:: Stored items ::
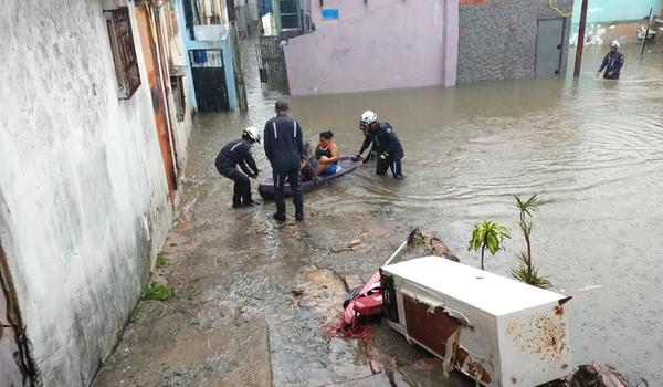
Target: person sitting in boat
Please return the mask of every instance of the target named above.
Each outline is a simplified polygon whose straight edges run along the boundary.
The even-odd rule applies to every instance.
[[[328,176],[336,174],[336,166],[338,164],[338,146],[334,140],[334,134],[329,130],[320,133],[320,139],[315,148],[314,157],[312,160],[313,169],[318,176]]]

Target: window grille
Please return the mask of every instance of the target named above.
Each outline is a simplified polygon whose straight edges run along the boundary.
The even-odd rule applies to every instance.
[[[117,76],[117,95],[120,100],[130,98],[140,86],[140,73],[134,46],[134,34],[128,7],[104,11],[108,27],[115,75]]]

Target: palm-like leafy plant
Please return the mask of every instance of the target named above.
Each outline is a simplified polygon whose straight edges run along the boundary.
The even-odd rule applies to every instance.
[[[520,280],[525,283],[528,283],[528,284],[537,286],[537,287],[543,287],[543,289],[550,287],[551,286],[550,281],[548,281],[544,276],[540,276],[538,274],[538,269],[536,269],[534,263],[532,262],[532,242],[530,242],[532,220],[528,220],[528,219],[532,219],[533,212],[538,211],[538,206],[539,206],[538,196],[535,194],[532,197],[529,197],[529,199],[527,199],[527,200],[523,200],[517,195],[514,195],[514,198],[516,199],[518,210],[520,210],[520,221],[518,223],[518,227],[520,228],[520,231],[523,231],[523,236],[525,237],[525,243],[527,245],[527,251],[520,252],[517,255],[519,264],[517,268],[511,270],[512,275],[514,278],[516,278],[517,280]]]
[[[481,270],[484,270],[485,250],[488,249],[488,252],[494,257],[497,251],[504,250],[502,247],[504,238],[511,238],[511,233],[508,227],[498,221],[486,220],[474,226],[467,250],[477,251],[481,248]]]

:: Aim of the exercise ::
Please recast every line of the rows above as a numbered list, skipping blank lines and omitting the pictures.

:: In response ::
1. Target: person sitting in boat
2. Please return the mask of every instance of the target named above.
3. Each outline is a simplified polygon whose straight edges run along the boundary.
4. The even-odd rule applies to every instance.
5. [[[328,176],[336,174],[336,166],[338,164],[338,146],[334,140],[334,134],[329,130],[320,133],[320,139],[315,148],[314,157],[312,160],[313,169],[318,176]]]
6. Target: window grille
7. Please return the mask of every instance of the target named above.
8. Each outline is a simplified polygon whose straight edges run along the boundary.
9. The even-odd rule applies to every instance.
10. [[[117,76],[117,95],[120,100],[130,98],[140,86],[140,73],[134,46],[134,34],[128,7],[104,11],[108,27],[115,75]]]
11. Target: palm-like leafy plant
12. Please return the mask of every instance of the target named above.
13. Each outline is a simplified polygon whose straight edges run along the boundary.
14. The even-odd rule applies to every instance.
15. [[[520,280],[525,283],[528,283],[528,284],[537,286],[537,287],[543,287],[543,289],[550,287],[551,286],[550,281],[548,281],[544,276],[540,276],[538,274],[538,269],[536,269],[534,263],[532,262],[532,242],[530,242],[532,220],[528,220],[528,219],[532,219],[533,212],[538,211],[538,206],[539,206],[538,196],[535,194],[532,197],[529,197],[529,199],[527,199],[527,200],[523,200],[517,195],[514,195],[514,198],[516,199],[518,210],[520,210],[520,221],[518,223],[518,227],[520,228],[520,231],[523,231],[523,236],[525,237],[525,243],[527,245],[527,251],[520,252],[517,255],[519,264],[517,268],[511,270],[512,275],[514,278],[516,278],[517,280]]]
16. [[[481,270],[484,270],[485,250],[488,249],[488,252],[494,257],[497,251],[504,250],[502,247],[504,238],[511,238],[511,233],[508,227],[498,221],[486,220],[474,226],[467,250],[477,251],[481,248]]]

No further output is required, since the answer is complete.